# Job
Please continue the comment thread below about the First Way and the ram and goat vision in Daniel, picking up right after its final sentence.

:: Reading text ::

Nick: "I still have the first way which you do not understand and you have not chosen to respond to that point. Do you not want to know if you are wrong?"

Against my better judgement go ahead and tell me a) what you think the First Way demonstrates, and b) what it demonstrates that I do not understand.

Duke of Earl said...

Then I lifted up mine eyes, and saw, and, behold, there stood before the river a ram which had two horns: and the two horns were high; but one was higher than the other, and the higher came up last. I saw the ram pushing westward, and northward, and southward; so that no beasts might stand before him, neither was there any that could deliver out of his hand; but he did according to his will, and became great. And as I was considering, behold, an he goat came from the west on the face of the whole earth, and touched not the ground: and the goat had a notable horn between his eyes. And he came to the ram that had two horns, which I had seen standing before the river, and ran unto him in the fury of his power. And I saw him come close unto the ram, and he was moved with choler against him, and smote the ram, and brake his two horns: and there was no power in the ram to stand before him, but he cast him down to the ground, and stamped upon him: and there was none that could deliver the ram out of his hand. Therefore the he goat waxed very great: and when he was strong, the great horn was broken; and for it came up four notable ones toward the four winds of heaven. Daniel 8:3-8

The ram which thou sawest having two horns are the kings of Media and Persia. And the rough goat is the king of Grecia: and the great horn that is between his eyes is the first king. Now that being broken, whereas four stood up for it, four kingdoms shall stand up out of the nation, but not in his power. Daniel 8:20-23

I point you towards Alexander the Great. Josephus has a story of Alexander coming to Jerusalem and being pleased with a reading of Daniel although I'm not confident of Josephus being a completely reliable reference.

:::
:: Dataset entries ::

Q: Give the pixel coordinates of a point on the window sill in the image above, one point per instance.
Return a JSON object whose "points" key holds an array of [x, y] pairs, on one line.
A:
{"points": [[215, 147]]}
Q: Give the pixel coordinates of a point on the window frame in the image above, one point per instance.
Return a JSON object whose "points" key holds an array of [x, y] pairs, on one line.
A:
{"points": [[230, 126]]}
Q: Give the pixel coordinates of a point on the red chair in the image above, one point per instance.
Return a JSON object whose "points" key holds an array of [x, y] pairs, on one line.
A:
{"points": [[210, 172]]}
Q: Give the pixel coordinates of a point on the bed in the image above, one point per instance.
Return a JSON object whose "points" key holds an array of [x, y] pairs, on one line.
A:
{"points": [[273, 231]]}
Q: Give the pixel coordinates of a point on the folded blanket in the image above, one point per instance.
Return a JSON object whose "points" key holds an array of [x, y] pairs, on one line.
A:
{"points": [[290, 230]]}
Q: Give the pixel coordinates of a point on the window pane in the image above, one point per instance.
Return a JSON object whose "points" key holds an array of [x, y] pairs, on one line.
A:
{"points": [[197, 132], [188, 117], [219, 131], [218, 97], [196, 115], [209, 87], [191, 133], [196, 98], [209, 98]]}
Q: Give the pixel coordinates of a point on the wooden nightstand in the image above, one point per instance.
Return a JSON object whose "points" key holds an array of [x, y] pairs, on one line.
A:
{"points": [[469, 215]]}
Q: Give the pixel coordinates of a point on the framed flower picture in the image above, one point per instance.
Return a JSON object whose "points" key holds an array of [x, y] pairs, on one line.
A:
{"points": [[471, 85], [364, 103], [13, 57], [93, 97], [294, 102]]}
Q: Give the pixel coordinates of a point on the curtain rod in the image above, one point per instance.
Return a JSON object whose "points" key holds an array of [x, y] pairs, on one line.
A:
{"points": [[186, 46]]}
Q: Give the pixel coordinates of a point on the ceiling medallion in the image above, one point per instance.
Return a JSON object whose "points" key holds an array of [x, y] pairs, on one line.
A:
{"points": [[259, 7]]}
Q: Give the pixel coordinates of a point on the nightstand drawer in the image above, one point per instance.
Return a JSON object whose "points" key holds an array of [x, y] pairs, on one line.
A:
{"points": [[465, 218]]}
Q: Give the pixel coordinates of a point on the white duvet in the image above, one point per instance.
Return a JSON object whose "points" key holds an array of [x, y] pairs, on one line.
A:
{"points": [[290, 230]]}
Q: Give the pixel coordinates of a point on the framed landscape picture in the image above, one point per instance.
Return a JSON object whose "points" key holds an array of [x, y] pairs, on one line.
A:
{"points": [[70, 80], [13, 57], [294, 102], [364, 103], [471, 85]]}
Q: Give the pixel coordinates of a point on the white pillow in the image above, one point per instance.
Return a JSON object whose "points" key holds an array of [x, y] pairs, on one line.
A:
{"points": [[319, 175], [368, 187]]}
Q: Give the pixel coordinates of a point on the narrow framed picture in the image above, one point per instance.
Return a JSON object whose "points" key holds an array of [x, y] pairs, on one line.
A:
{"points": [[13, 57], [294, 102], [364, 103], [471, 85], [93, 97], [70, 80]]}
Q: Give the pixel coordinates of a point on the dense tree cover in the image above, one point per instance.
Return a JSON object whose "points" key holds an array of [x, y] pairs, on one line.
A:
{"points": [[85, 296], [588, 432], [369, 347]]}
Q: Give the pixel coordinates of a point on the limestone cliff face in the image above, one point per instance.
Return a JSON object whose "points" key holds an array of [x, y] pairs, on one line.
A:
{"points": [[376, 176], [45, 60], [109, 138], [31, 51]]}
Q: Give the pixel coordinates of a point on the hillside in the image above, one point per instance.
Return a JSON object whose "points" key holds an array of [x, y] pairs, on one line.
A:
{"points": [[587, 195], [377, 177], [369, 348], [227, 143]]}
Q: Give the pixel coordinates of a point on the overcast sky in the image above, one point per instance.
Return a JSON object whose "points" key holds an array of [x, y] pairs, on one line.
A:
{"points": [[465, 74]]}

:::

# Task output
Yes, I am well aware that because of the accuracy of its prophecies scholars have tried to date Daniel to post 300BC. However its mention of Balshazzar, a king unknown even to Herodotus, now known to be the son of Nabonidus, is an argument against dating it that late.

Also, excluding the Bible as a witness to fulfilled prophecies treats the Bible as one book, when it is a collection of books. If a later author writes of an event that fulfilled the prediction of an earlier prophet it is not a circular argument.

Also, you missed my very first definition of an angel, a messenger of God. If you encountered a messenger from God then you encountered an angel. By a variety of forms, it should be obvious that I was talking about a form capable of conveying a message.

As for the pagan deities. Have you noticed that Christians don't argue against their existence because their status, whether non-existent or merely non-authoritative, is irrelevant if Christianity is true. The first commandment forbids us placing them beside YHWH in authority whether they exist or not.

That is why, if atheists are to be taken seriously, they actually have to come up with some argument that isn't, "well what about those gods?" The Christian response is simply, "what about them?"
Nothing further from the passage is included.